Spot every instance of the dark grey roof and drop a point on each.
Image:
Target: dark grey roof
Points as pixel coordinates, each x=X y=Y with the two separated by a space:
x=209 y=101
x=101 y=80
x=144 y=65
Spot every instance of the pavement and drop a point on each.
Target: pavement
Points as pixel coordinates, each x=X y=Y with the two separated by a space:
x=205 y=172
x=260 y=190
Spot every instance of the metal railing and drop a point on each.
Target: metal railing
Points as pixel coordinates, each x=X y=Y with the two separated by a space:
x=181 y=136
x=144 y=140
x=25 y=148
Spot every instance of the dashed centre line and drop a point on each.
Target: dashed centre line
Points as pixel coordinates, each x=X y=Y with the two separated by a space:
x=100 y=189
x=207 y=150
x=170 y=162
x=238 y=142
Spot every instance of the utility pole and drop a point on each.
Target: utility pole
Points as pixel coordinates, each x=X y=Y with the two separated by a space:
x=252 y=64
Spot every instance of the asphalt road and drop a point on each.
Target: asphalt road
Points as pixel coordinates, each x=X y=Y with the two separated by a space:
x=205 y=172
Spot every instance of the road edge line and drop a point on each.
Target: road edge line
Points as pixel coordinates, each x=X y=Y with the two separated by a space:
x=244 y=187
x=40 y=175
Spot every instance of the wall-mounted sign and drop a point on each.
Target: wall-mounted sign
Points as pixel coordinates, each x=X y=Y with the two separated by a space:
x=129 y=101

◆ Assigned task
Output the listing above without altering a single character.

◆ Response for this exercise
Spot every instance of the dark grey roof and drop a point on each.
Image:
Target: dark grey roof
Points as pixel coordinates, each x=X y=Y with the two separated by a space:
x=209 y=101
x=101 y=80
x=144 y=65
Spot every instance of the pavement and drop a point on each.
Target: pavement
Points as pixel coordinates, each x=X y=Y with the two separated by a space:
x=205 y=172
x=260 y=190
Spot every instance of the metal railing and drop a point on each.
Target: metal railing
Points as pixel coordinates, each x=X y=Y with the two separated by a space:
x=181 y=136
x=144 y=140
x=25 y=148
Spot every instance of the dashed centre line and drop a point on each.
Target: dashed centre line
Points as pixel coordinates, each x=X y=Y with the two separated by a space:
x=100 y=189
x=207 y=150
x=170 y=162
x=238 y=142
Spot every instance of the utility pole and drop a point on each.
Target: utility pole
Points as pixel coordinates, each x=X y=Y with the two separated by a space:
x=252 y=64
Spot every instance of the asphalt road and drop a point on each.
Target: asphalt road
Points as pixel coordinates, each x=X y=Y with the two separated by a space:
x=205 y=172
Spot every instance of the road edge line and drop a point on each.
Target: road edge line
Points as pixel coordinates, each x=X y=Y with the two separated by a space:
x=244 y=187
x=40 y=175
Spot every instance of the wall-mounted sign and drop a point on each.
Target: wall-mounted sign
Points as pixel coordinates, each x=X y=Y with the two separated by a space:
x=129 y=101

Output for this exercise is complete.